Extract every line of the items below and reproduce each one word for word, omitting the pictures.

Object point labels
--- Begin ---

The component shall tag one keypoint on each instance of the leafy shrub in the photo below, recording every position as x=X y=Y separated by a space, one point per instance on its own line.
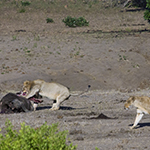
x=25 y=3
x=147 y=11
x=75 y=22
x=42 y=138
x=49 y=20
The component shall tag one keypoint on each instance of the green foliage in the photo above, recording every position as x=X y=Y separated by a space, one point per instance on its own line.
x=75 y=22
x=42 y=138
x=25 y=3
x=49 y=20
x=147 y=11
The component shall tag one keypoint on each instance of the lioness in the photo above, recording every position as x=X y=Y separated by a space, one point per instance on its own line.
x=53 y=91
x=142 y=103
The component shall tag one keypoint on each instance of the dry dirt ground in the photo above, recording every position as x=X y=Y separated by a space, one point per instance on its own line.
x=112 y=55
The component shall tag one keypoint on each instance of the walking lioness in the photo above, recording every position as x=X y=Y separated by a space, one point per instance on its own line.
x=142 y=103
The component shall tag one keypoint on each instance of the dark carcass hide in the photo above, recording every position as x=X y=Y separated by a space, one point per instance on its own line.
x=12 y=103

--- End ---

### Full answer
The component shall tag one keypoint on each instance of the leafy shrub in the photo below, recording every position as x=X y=Y separated by a space, one point per instance on its own line.
x=25 y=3
x=147 y=11
x=75 y=22
x=42 y=138
x=49 y=20
The component shall tag one keypoint on each instance of the green foliage in the photo above, recording every position as x=X y=Y separated by a space, one point per instance on its own line.
x=75 y=22
x=42 y=138
x=25 y=3
x=49 y=20
x=147 y=11
The component shall tag one keypoint on each instance of the lioness in the photo above, recording every position as x=X y=Y separated by a space, one point per instance on its own line.
x=53 y=91
x=142 y=103
The component shall tag one keypoint on each instance of the dry dirt ground in the photo above, recording every position as x=X y=Y separated by a space, one point per instance on its own line.
x=112 y=55
The component shall tag one keypoint on each instance of the walking lioness in the photo above, recording every position as x=X y=Y separated by a space, one point per instance on its own line.
x=142 y=103
The component shall tag one keypoint on each instance of the dark carcass hide in the photo above, recording every position as x=X y=Y separated by a space, one point per instance on its own line.
x=12 y=103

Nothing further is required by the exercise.